» Required work
Please return every line from the entries that has the string "lands" in it.

» Record excerpts
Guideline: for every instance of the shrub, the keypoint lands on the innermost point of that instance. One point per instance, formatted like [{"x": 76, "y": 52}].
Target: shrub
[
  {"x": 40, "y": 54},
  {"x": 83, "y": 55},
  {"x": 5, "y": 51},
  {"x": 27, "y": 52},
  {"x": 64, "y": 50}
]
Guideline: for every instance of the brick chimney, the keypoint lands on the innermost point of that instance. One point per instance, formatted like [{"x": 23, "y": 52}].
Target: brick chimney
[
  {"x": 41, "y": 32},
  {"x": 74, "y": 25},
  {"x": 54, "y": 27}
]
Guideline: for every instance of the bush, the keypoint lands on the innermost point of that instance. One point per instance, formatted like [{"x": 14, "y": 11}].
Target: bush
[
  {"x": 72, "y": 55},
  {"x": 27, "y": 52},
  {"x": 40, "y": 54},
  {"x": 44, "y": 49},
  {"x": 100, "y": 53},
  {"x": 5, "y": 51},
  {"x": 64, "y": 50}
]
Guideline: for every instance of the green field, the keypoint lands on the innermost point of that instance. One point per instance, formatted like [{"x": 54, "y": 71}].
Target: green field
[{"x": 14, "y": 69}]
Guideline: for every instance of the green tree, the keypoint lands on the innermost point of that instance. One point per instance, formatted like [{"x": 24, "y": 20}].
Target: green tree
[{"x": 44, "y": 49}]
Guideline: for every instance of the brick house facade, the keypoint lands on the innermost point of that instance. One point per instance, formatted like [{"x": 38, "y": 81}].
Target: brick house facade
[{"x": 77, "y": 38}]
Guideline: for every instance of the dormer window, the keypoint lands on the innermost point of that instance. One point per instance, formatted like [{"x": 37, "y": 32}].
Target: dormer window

» Answer to this exercise
Guideline: for every instance of the shrub, the keypoint lands on the innermost point of that instance. One point per instance, formatted like [{"x": 76, "y": 52}].
Guideline: for every instance of the brick chimney, the keypoint lands on the innermost point of that instance. One point per instance, formatted like [{"x": 23, "y": 52}].
Guideline: for every instance of the bush, the keypoint lands on the innermost point of that instance. One point per instance, formatted like [{"x": 14, "y": 11}].
Guideline: for every instance of the green field, the keypoint lands on the innermost point of that instance. One point per instance, formatted like [{"x": 54, "y": 71}].
Guideline: for every instance of the green tree, the keypoint lands on the innermost point of that instance. One point per instance, formatted like [{"x": 24, "y": 20}].
Guideline: for every instance of the brick house facade, the keypoint lands on the innermost point of that instance. One point per instance, formatted like [{"x": 38, "y": 81}].
Guideline: for every instance of the dormer window, the keypoint lands on the innermost point of that instance. One point per instance, formatted like [{"x": 37, "y": 32}].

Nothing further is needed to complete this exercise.